# START OF Data for processing

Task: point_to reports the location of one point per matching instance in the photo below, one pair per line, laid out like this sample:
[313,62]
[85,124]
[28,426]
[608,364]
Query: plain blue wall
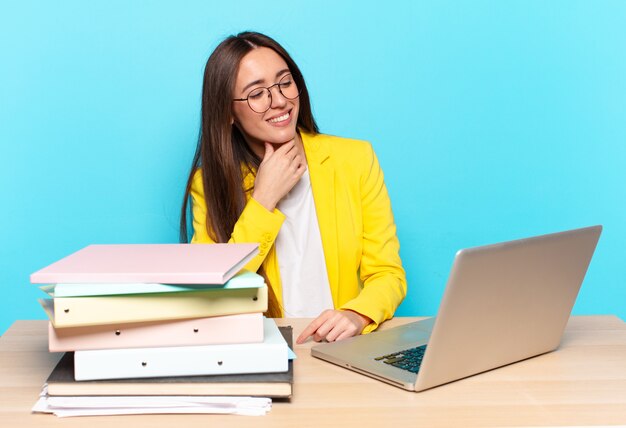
[492,121]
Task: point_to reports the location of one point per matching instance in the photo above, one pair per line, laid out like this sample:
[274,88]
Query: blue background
[492,121]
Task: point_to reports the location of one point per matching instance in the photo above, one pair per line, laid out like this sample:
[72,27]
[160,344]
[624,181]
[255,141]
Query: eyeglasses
[260,99]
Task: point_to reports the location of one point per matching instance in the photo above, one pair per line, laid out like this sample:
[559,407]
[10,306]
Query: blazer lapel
[322,175]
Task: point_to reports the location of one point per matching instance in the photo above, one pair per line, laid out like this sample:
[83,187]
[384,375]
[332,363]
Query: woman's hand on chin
[280,170]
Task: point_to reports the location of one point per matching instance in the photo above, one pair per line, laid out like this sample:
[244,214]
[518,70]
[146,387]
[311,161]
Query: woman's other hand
[280,170]
[334,325]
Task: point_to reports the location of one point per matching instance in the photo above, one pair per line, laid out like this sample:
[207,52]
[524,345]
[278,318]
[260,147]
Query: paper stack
[173,312]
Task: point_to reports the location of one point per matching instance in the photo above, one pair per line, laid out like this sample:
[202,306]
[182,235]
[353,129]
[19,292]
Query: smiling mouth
[281,118]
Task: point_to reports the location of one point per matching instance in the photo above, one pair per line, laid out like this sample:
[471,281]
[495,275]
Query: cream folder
[240,328]
[269,356]
[83,311]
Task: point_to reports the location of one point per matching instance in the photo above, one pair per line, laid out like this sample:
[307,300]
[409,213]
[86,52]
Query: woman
[317,204]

# END OF Data for processing

▶ [What is asked] Every entry above needs to be retyped exactly; drop the pictures.

▶ [Exercise output]
Task: point_to reports the location of one point per matching instance in the photo below, one pair per line, laid out like this sample:
[313,62]
[85,124]
[28,426]
[608,364]
Query: plain blue wall
[492,121]
Task: point_to reports the location of one point per matching instance in the photo above, one pair per line, laid out like this sample:
[274,88]
Query: blue background
[492,121]
Task: point_to reports the location of one point per matching instance in the photo above, one pair per line, laid out like this sample:
[72,27]
[160,344]
[624,181]
[255,141]
Query: eyeglasses
[260,99]
Task: point_to reports the location of one point per matching instance in the photo above, one pair per line, laid out like this sample:
[559,407]
[10,306]
Query: blazer lapel
[322,175]
Task: point_to reports the location of one point per matching instance in the photo above, one pair per line, laid out like this sample:
[83,187]
[384,375]
[332,363]
Query: woman's hand on chin
[280,170]
Task: point_to reports the location of one point per matching instance in the photo above, one pair per line, laid out like this sample:
[244,214]
[518,70]
[146,387]
[311,161]
Query: woman's other hand
[280,170]
[334,325]
Task: point_to reports the location of one point per matching instance in the photo above, one pair per line, laid out like this sample:
[207,52]
[524,345]
[278,318]
[260,147]
Query: paper stack
[173,312]
Task: point_to reports the location of one point per matching instance in the photo above, one pair per line, laid out like this sample:
[202,306]
[182,235]
[353,129]
[19,292]
Query: smiling mouth
[281,118]
Task: point_to reports the location of one point per matching instance in the photo above, one pair per line, laid out like this sample:
[471,281]
[495,275]
Query: cream folder
[240,328]
[269,356]
[83,311]
Task: point_to reports the location of one point per matching instance in the photo above, one pair per line, laid out like this sample:
[307,300]
[409,213]
[86,52]
Query: woman
[317,204]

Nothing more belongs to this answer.